Given problem 1 —
Pick out each line of the listing that contains the word "pole", and copy those lines.

Reading passage —
* begin *
Thursday, May 9, 2013

No Shortcut to Healing

I'm not sure how I can possibly explain the road from there to here.  In the midst of devastation and betrayal, it is impossible to cheer yourself with thoughts that "this was meant to be" and "there is a reason for everything".  No, there's no shortcut to healing. 

I had to feel it all to the depths - shock, betrayal, humiliation, vulnerability.  The sheer astonishment of someone's ability to do what you did......it knocked the air out of me.  But I had to be knocked that hard so that I would be down for awhile and not try to foolishly pop right back up, wanting to get right back in the ring.  I'd have been apt to over-estimate my strength and never see the knockout coming. 

No, instead I created a safe little haven for myself and I nested there for quite a very long time.  I was able to restore my strength and courage, and able to start at the beginning again and rebuild my foundation.  Slowly.  And it's stronger than ever because God is at the center of it, and not just in a superficial Sunday sort of way.

Like seeing a tornado touch down, I can so easily and clearly see God's hand reaching down to intervene into my life.  He gave me the opportunity to follow my heart and the courage to reclaim a lost love that would have haunted me the rest of my life had I not searched it out.  And despite the mountains of doubt I have had, I am seeing with my own eyes that people truly can learn from their mistakes and become better versions of themselves. 

No, there is no shortcut to healing.  But the long and difficult road is worthwhile, because when a wound heals, the skin is stronger than it was before.  Of course I still remember the devastation from two years ago.  But I can sincerely say that I am grateful for it.  I would never have arrived in this moment, had I not traveled that path.  And I'm right where I want to be.
"Iba volando sobre el mar
con las alas rotas
Ay amor apareciste en mi vida
y me curaste las heridas"



"I had no direction, I was dying
I was flying over the sea with broken wings
Oh my love, you came into my life
And healed my wounds"

 

Monday, April 29, 2013

Intrinsic Motivators

I caught a lyric of a song today that basically said the roar of the crowd was what kept this singer going.  I thought about how this same singer recently filed for divorce after his infidelity to his wife made headline news a few months earlier.  And I wondered to myself what is it that drives people?  And when do they cross the line from doing something because they just love to do it.....to doing something because the roar of the crowd (or the industry awards....or the salary....or the fame..) has become a high to which they are addicted?
* end *
Record set —
* begin *
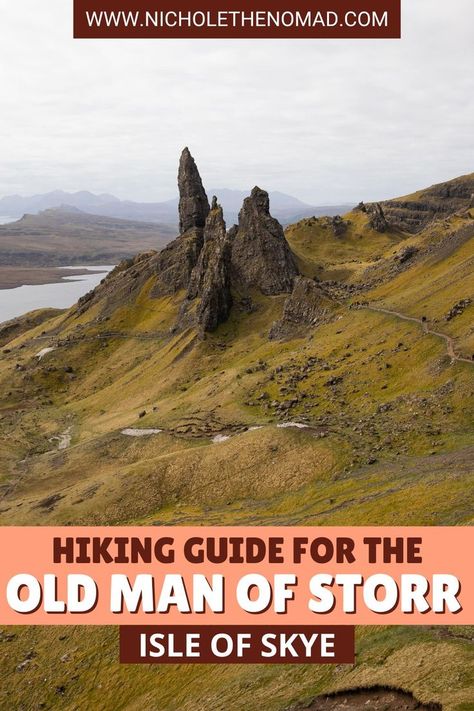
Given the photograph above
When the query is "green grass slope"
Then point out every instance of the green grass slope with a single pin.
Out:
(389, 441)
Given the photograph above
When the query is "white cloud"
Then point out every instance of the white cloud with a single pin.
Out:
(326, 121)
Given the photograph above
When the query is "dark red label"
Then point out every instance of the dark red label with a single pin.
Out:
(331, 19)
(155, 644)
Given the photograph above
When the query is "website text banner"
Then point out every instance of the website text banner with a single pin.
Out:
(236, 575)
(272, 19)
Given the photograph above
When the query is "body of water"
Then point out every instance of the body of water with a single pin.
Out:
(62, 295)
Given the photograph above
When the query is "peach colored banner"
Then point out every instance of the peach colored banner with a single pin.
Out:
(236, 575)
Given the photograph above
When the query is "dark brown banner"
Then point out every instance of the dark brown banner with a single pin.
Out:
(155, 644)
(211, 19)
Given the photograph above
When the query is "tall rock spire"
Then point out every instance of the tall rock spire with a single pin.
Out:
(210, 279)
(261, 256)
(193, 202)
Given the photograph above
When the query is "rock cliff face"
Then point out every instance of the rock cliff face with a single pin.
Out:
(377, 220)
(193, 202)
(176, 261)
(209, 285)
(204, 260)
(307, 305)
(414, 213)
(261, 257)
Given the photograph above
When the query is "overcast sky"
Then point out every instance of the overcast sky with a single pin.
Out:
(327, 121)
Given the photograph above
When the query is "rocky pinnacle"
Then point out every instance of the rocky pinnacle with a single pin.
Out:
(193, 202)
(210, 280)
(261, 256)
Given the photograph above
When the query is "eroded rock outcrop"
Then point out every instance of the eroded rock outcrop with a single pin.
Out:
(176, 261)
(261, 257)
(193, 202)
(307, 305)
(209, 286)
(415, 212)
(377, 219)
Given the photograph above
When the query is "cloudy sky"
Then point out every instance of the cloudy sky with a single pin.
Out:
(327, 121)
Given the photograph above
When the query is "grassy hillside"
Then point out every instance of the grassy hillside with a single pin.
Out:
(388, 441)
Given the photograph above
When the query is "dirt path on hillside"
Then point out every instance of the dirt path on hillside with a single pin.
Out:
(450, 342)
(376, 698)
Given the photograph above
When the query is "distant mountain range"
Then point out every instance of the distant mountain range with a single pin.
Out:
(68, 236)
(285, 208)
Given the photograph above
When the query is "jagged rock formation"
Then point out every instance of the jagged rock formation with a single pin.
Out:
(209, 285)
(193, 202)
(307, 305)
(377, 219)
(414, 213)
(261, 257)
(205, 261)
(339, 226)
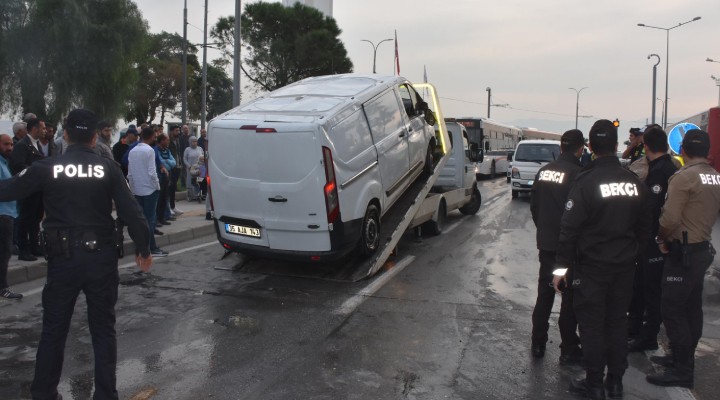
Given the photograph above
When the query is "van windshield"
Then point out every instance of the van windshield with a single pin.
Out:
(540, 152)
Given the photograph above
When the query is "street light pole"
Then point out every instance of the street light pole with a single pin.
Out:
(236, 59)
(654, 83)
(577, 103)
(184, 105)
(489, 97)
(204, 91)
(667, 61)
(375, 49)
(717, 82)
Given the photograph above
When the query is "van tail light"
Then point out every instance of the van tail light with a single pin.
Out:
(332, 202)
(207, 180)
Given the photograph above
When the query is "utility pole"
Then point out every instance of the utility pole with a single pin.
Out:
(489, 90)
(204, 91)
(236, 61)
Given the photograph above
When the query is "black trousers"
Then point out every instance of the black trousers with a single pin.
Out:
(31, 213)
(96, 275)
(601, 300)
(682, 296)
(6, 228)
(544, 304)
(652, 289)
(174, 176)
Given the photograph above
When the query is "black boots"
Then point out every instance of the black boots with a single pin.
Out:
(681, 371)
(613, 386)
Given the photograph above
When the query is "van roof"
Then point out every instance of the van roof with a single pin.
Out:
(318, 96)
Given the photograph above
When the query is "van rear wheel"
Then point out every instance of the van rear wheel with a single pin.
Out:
* end *
Given problem 2 —
Which feelings does the blog post on healing name right after "I had to feel it all to the depths"? List all of them.

Exercise response 1 —
When the query is "street light pole"
Then point out every instance of the street light pole with a single pin.
When the query is "utility pole"
Then point out every instance of the utility pole with a single pin.

Exercise response 2 —
Shock, betrayal, humiliation, vulnerability